**Excerpted text**:
————

With some embodiments, the social network service may include one or more activity and/or event tracking components, which generally detect various member-related activities and/or events, and then store information relating to those activities/events in the database with reference number 20. For example, the tracking components may identify when a member makes a change to some attribute of his or her member profile, or adds a new attribute. Additionally, a tracking component may detect the interactions that a member has with different types of content. Such information may be used, for example, by one or more recommendation engines to tailor the content presented to a particular member, and generally to tailor the member experience for a particular member.
The application logic layer includes various application server components, which, in conjunction with the user interface component 14, generate various user interfaces (e.g., web pages) with data retrieved from various data sources in the data layer. With some embodiments, individual application server components are used to implement the functionality associated with various applications, services and features of the social network service. For instance, a messaging application, such as an email application, an instant messaging application, a social networking application native to a mobile device, a social networking application installed on a mobile device, or some hybrid or variation of these, may be implemented with one or more application server components implemented as a combination of hardware and software elements. Of course, other applications or services may be separately embodied in their own application server components.
As shown in
The social network system 10 may provide a broad range of applications and services that allow members the opportunity to share and receive information, often customized to the interests of the member. For example, with some embodiments, the social network system 10 may include a photo sharing application that allows members to upload and share photos with other members or a slide sharing application which allows members to upload slide decks for sharing among other members. With some embodiments, members of a social network system 10 may be able to self-organize into groups, or interest groups, organized around a subject matter or topic of interest. Accordingly, the data for a group may be stored in a database (not shown). When a member joins a group, his or her membership in the group will be reflected in the social graph data stored in the database 18. With some embodiments, members may subscribe to or join groups affiliated with one or more companies. For instance, with some embodiments, members of the social network system 10 may indicate an affiliation with a company at which they are employed, such that news and events pertaining to the company are automatically communicated to the members. With some embodiments, members may be allowed to subscribe to receive information concerning companies other than the company with which they are employed. Here again, membership in a group, a subscription or following relationship with a company or group, as well as an employment relationship with a company, are all examples of the different types of relationships that may exist between different entities, as defined by the social graph and modelled with the social graph data of the database 18.
The access component 210 receives sets of publication data on the social network system 10. In various example embodiments, the access component 210 accesses the sets of publication data via a network connection between the social network system 10 and the content insertion machine 22, where the content insertion machine 22 is implemented in a standalone or otherwise networked relationship to the social network system 10.

————

**Dataset rows**:
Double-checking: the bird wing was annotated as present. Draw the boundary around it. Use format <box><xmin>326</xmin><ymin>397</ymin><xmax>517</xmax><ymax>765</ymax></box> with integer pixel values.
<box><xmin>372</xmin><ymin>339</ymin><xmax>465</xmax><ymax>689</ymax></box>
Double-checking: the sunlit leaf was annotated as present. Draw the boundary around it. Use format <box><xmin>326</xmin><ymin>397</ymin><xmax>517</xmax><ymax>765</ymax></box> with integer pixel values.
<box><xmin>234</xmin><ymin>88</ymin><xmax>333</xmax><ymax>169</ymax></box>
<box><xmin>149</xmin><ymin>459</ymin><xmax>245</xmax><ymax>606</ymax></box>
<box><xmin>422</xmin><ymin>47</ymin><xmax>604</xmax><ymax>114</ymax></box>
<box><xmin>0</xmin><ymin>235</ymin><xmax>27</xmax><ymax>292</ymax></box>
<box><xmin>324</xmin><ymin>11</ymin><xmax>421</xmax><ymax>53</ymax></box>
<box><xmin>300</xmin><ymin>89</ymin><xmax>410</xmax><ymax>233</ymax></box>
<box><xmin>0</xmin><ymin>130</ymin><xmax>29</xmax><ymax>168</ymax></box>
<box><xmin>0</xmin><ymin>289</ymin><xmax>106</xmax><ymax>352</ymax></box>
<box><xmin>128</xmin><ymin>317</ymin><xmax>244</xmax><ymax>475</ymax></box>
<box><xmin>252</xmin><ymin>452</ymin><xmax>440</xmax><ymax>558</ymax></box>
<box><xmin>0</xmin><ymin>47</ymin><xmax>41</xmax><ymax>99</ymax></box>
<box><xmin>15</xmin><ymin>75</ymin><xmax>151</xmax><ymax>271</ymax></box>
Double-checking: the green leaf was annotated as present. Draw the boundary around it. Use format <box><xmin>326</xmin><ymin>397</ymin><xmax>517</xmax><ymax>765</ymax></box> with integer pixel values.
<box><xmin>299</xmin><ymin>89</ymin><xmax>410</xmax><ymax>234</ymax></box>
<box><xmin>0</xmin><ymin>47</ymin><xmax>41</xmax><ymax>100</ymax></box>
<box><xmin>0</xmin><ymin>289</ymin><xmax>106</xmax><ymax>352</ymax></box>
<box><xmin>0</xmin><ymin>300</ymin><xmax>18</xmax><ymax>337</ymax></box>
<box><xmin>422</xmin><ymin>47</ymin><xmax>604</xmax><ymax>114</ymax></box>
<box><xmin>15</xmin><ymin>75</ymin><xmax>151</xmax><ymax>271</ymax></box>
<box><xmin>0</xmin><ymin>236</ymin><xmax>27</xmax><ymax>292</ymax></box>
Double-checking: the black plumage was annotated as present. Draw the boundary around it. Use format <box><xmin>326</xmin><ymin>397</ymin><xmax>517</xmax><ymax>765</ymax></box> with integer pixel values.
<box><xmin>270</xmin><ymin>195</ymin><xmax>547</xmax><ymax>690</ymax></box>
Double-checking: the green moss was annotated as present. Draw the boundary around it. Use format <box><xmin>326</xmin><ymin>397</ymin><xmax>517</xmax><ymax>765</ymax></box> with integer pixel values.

————

**Stated exercise 1**:
According to the social network excerpt, which database holds the social graph data that reflects a member joining a group?
**Stated exercise 2**:
Decide whether each statement agrees with the social network excerpt, and give yes or no with the deciding words quoted from it:
(a) The access component 210 receives sets of publication data on the social network system 10.
(b) The data for a group is stored in database 18.
(c) A tracking component may detect a member's interactions with different types of content.
**Stated exercise 3**:
Write the next paragraph of the social network excerpt, picking up after its final sentence.

**Exercise output 1**:
Database 18.

**Exercise output 2**:
(a) Yes: "The access component 210 receives sets of publication data on the social network system 10."
(b) No: "the data for a group may be stored in a database (not shown)."
(c) Yes: "a tracking component may detect the interactions that a member has with different types of content."

**Exercise output 3**:
The division component 220 determines sets of content divisions among content pages within sets of publication data received by the access component 210. The division component 220 may identify or otherwise determine content divisions using tables of contents, content elements of the set of content pages, metadata for the content pages or the set of publication data, or any other suitable information. In identifying the set of content divisions, the division component 220 may identify sections within the content pages of the sets of publication data. In some instances, as described in more detail below, the division component 220 may determine insertion points based on the content divisions. The division component 220 may store indications of the insertion points in an index page. The index page may be stored in a database accessible by the content insertion machine 22 during execution of processes for selecting and inserting content into insertion points.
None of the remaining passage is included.